• _Records supplied_
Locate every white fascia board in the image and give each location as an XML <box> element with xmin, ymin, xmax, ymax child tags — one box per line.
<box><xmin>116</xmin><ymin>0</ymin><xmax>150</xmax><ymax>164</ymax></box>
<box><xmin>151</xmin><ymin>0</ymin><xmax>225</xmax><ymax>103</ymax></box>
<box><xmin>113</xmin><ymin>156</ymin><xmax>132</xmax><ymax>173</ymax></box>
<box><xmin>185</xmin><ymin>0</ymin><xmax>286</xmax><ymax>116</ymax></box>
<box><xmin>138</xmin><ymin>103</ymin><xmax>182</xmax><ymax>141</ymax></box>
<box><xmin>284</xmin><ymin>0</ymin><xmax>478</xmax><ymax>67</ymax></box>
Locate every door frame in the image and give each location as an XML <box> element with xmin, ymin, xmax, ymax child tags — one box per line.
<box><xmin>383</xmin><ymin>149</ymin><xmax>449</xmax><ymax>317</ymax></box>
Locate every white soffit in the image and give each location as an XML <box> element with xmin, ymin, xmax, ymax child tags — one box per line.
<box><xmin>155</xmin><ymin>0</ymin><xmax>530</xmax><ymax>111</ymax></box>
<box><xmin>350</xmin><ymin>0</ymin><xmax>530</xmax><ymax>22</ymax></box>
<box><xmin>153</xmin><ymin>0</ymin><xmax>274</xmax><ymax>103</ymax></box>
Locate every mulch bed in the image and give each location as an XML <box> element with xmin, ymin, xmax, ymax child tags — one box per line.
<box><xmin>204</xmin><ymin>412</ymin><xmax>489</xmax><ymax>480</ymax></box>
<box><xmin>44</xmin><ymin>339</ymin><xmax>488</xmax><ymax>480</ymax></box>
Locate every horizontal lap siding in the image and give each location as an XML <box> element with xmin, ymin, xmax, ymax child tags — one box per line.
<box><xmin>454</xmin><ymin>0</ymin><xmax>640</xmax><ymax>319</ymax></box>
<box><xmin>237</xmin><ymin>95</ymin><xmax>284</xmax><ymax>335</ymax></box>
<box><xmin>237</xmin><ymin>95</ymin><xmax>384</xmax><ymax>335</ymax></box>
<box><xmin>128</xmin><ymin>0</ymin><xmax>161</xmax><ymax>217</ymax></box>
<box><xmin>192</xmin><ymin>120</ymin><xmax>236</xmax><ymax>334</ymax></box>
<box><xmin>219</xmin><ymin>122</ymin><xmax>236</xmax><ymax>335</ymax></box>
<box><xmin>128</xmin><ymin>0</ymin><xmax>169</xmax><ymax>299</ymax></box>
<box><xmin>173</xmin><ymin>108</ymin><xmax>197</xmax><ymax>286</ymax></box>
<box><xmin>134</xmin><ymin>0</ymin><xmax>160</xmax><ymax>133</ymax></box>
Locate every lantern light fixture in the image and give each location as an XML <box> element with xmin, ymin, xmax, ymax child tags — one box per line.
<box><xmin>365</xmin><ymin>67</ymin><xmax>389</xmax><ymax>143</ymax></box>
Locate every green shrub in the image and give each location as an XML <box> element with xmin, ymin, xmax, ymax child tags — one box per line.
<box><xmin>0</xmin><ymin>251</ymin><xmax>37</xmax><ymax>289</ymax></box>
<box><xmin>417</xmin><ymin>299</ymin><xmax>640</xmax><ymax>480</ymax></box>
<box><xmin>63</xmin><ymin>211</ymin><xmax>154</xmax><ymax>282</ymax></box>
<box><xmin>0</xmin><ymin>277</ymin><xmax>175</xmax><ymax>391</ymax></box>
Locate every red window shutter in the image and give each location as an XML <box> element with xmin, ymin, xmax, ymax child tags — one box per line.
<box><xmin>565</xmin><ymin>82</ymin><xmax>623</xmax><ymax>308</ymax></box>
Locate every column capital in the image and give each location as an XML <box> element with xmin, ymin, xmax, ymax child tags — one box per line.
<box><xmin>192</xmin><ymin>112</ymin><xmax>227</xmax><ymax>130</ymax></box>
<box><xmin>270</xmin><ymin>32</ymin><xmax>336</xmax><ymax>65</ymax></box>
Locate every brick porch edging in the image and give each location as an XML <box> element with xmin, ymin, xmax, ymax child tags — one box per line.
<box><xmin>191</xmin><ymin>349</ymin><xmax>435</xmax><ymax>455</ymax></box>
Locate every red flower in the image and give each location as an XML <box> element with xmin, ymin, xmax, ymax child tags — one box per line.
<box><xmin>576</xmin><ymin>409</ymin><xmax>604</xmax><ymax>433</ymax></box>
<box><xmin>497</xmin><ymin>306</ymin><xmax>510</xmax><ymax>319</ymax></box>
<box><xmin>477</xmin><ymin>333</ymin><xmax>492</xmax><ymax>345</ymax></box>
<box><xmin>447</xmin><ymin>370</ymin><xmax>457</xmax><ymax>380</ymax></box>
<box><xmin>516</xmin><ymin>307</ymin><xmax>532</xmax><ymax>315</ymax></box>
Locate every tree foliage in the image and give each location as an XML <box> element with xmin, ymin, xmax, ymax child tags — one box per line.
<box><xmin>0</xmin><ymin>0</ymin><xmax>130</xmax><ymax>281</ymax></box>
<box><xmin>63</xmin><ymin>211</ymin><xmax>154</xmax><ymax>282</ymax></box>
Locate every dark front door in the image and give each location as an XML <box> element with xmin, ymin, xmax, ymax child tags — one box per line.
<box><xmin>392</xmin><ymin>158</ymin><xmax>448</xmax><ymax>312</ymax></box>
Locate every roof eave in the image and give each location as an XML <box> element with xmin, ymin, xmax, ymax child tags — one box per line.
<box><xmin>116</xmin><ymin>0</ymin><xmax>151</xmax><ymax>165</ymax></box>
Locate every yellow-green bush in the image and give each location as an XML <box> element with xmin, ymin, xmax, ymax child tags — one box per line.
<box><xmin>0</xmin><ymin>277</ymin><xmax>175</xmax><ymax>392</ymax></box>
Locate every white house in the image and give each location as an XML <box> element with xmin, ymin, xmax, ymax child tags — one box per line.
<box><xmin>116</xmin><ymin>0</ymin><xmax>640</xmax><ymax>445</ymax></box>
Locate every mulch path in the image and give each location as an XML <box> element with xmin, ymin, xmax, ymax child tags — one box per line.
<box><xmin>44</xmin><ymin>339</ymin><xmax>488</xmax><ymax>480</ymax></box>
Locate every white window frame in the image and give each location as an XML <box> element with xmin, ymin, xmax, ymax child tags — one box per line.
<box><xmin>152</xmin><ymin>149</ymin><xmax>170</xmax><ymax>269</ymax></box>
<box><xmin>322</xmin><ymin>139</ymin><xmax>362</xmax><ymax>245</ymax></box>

• _Directions for this task_
Could you reproduce the lines above, from the one that holds "Locate every yellow-green" through the last, exactly as they stand?

• _Reply_
Locate every yellow-green bush in the image and give each location as an XML <box> element with xmin, ymin, xmax, ymax child tags — one box per line.
<box><xmin>0</xmin><ymin>277</ymin><xmax>175</xmax><ymax>392</ymax></box>
Locate every white house in the image and give each location as an XML <box> element with xmin, ymin, xmax, ymax child tags — one box per line.
<box><xmin>116</xmin><ymin>0</ymin><xmax>640</xmax><ymax>445</ymax></box>
Locate every mulch path in the image and give each location as an XML <box> element with xmin, ymin, xmax, ymax child tags — one box per line.
<box><xmin>44</xmin><ymin>339</ymin><xmax>488</xmax><ymax>480</ymax></box>
Locate every white window frame in the image and give each location as an XML <box> element with xmin, ymin, xmax, ymax child tags — one box per line.
<box><xmin>152</xmin><ymin>149</ymin><xmax>170</xmax><ymax>269</ymax></box>
<box><xmin>322</xmin><ymin>139</ymin><xmax>362</xmax><ymax>245</ymax></box>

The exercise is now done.